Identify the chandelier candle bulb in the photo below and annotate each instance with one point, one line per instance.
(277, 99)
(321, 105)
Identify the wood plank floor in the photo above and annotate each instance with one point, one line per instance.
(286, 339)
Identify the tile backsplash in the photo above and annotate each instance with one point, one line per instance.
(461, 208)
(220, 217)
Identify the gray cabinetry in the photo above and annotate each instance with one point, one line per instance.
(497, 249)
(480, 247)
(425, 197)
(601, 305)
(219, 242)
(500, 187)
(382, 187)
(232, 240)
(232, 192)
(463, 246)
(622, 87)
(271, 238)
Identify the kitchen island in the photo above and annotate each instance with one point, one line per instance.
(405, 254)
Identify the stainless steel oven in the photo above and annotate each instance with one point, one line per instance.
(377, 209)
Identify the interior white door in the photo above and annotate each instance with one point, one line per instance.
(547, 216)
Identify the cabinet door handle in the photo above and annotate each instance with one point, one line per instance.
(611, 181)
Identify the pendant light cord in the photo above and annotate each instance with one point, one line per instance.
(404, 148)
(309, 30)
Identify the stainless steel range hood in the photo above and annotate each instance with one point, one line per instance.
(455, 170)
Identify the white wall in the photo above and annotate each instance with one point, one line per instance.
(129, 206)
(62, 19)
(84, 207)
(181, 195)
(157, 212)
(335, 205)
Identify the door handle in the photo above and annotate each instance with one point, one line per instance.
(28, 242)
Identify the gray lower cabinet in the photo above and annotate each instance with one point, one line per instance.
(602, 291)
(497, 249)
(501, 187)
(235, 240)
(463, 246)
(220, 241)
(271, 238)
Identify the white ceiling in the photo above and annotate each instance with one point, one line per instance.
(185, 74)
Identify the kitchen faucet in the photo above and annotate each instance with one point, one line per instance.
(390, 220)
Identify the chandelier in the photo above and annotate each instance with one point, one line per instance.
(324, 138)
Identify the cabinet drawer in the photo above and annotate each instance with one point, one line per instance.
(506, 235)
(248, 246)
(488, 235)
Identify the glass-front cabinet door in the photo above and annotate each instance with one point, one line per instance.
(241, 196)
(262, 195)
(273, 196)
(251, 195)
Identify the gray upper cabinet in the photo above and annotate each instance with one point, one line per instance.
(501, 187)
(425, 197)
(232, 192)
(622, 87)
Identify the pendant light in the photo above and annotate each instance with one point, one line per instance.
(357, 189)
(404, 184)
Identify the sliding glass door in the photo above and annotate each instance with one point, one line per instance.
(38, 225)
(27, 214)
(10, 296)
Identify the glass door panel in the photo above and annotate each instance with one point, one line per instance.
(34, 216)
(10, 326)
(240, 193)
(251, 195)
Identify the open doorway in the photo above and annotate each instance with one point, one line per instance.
········
Recopy the records without any alteration.

Identify the chandelier candle bulb in the photo below and annotate each instance with one point, one line per instance.
(277, 99)
(321, 105)
Identify the wood plank floor in the photo above and annotate each instance with one point, one line per instance.
(286, 339)
Identify the tile backsplash in the photo above and annotate each instance with one point, one line per instance.
(461, 208)
(220, 217)
Identify the gray cabinetry in the photo above and annotate each instance with one point, one line per instance.
(497, 249)
(480, 247)
(425, 197)
(601, 305)
(219, 242)
(500, 187)
(382, 187)
(232, 240)
(232, 192)
(463, 246)
(622, 87)
(271, 238)
Identify the kitchen island in the photo above and annotate each instance with one point, one line per instance.
(405, 254)
Identify the stainless steel oven in the photo above and annotate each instance with one point, one line per instance.
(377, 209)
Identify the interior white door in the photo above and annotate each instance with one point, one line per instance.
(547, 216)
Identify the cabinet door handle in the photo above and annotate each instance with one point, one line per instance.
(611, 181)
Identify the pendant light cord in the photo above and annotate each instance with one point, one line per instance.
(404, 148)
(309, 30)
Identify the stainless steel range hood in the photo above and annotate each instance with one point, one line per instance.
(455, 170)
Identify the white wall in the photo above and annotate each instance with one point, one line per instance.
(129, 206)
(62, 19)
(84, 207)
(181, 195)
(157, 212)
(335, 205)
Identify the door handle in the photo above and annotate each instance with one point, one line per instance.
(28, 242)
Identify the gray lower cabinet in the photo above and annotate each instance with one point, one line per instance.
(602, 291)
(497, 249)
(501, 187)
(235, 240)
(463, 246)
(220, 241)
(271, 238)
Identify the white ceiling in the photo above and annotate each instance with one point, one line per instance.
(185, 74)
Identify the kitchen faucet in the photo above and annotate each instance with one point, one line per instance.
(390, 220)
Identify the chandelier in the photo above and annotate each instance with one point, one line per instance.
(324, 138)
Identify the cabinet drawer in the photo above and annotate each instance with one point, one line per instance.
(506, 235)
(248, 246)
(488, 235)
Identify the glass-front cabinet door in the photo above and annotate each instance with one point, one line per instance.
(241, 196)
(262, 195)
(273, 196)
(251, 195)
Identify the gray upper cabinet in the photo above and annotate each instance with one point, one line per instance.
(501, 187)
(425, 197)
(232, 192)
(622, 87)
Identify the pendant light in the photo above and annotate each instance with one point, one line per instance.
(357, 189)
(404, 184)
Identify the sliding glass door in the photo above and annotate each instance with one point, one line per instance.
(38, 225)
(27, 214)
(10, 296)
Identify the glass door panel in the photo above and annotate each instance with one point, one line per instance.
(34, 216)
(10, 326)
(240, 193)
(251, 195)
Identify the open doorway in the photo above and annotate each instance with one point, one line per instance.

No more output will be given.